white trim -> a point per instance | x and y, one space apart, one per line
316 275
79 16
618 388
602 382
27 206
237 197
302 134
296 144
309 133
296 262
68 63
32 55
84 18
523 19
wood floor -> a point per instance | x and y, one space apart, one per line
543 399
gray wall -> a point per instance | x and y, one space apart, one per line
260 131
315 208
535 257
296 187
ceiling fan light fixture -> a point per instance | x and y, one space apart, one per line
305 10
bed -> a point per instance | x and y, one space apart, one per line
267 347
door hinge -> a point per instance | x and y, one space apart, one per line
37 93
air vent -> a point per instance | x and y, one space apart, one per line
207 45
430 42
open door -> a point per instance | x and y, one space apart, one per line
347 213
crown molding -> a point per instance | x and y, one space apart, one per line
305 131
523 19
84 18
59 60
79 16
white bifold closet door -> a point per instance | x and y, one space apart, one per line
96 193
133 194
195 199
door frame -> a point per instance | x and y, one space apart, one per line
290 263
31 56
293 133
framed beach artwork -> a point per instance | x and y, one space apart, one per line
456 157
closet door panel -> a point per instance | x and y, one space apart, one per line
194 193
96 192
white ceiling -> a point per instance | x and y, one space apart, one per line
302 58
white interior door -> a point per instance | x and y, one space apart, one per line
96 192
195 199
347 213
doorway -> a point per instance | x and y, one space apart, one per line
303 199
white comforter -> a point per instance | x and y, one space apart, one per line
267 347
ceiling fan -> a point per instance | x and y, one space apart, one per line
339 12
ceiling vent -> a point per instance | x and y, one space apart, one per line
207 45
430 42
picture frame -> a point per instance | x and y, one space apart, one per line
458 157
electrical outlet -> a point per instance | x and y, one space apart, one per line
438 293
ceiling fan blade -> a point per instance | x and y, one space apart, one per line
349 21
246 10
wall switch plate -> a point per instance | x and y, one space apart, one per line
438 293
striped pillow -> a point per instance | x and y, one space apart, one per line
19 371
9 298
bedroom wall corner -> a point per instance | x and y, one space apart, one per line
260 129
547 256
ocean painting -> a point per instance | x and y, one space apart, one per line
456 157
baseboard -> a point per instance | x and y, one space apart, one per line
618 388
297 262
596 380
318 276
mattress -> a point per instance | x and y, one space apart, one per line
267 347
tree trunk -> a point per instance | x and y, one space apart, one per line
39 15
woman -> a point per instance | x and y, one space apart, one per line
§
# The problem
Copy the full listing verbatim.

# Result below
white trim -> a point per instance | x and y, one space apart, one per line
316 275
79 16
618 388
602 382
27 206
237 197
302 134
296 144
309 133
296 262
68 63
32 55
84 18
523 19
wood floor -> a point per instance | x and y, one space apart, one per line
543 399
gray wall -> a point per instance | x and y, one space apart, one per line
260 131
315 208
535 257
296 187
ceiling fan light fixture -> a point per instance | x and y, one space apart, one per line
305 10
bed -> a point per instance | x and y, one space apart, one per line
267 347
door hinge -> a point per instance | x and y, one space apart, one per line
37 93
air vent -> a point per instance | x and y, one space apart, one per line
207 45
430 42
open door -> a point per instance | x and y, one space apart, one per line
347 213
crown molding -> a point per instance | x and y, one space apart, one per line
305 131
523 19
84 18
59 60
79 16
white bifold closet door -> a point per instance | x and y, one space apart, one per line
96 193
133 194
195 199
door frame -> a point per instance | x and y, one space apart, one per line
290 263
31 56
293 133
framed beach artwork -> a point per instance | x and y, one space apart, one per line
456 157
closet door panel -> a point per instance | x and y, one space apart, one per line
194 193
96 192
white ceiling -> a point per instance | x and y, one space apart, one per line
302 58
white interior door -> a point per instance | x and y, one space apart, one per line
96 192
195 199
347 213
doorway -> a point per instance | x and y, one space apart, one per line
303 199
white comforter -> a point per instance | x and y, one space apart, one per line
267 347
ceiling fan -> a point per instance | x and y, one space apart, one per line
339 12
ceiling vent -> a point per instance | x and y, one space apart, one per line
207 45
430 42
picture frame -> a point per instance | x and y, one space apart, one per line
458 157
electrical outlet -> a point per instance | x and y, one space apart, one per line
438 293
ceiling fan blade -> a point per instance | x and y, one space apart, one per line
349 21
246 10
wall switch plate -> a point per instance | x and y, one space apart, one per line
438 293
striped pillow -> a point per instance | x and y, one space apart, one per line
19 371
9 298
bedroom wall corner -> a point per instance | x and y, one space apart, one per line
260 129
547 256
ocean painting -> a point per instance | x and y, one space apart, one per line
456 157
baseboard -> a point per instance | x and y, one space apart, one per line
618 388
297 262
596 380
318 276
mattress -> a point per instance | x and y, one space apart, one per line
267 347
tree trunk -> a point per instance | x and y, one space apart, one per line
39 15
woman -> a point per instance | x and y, one space apart, one per line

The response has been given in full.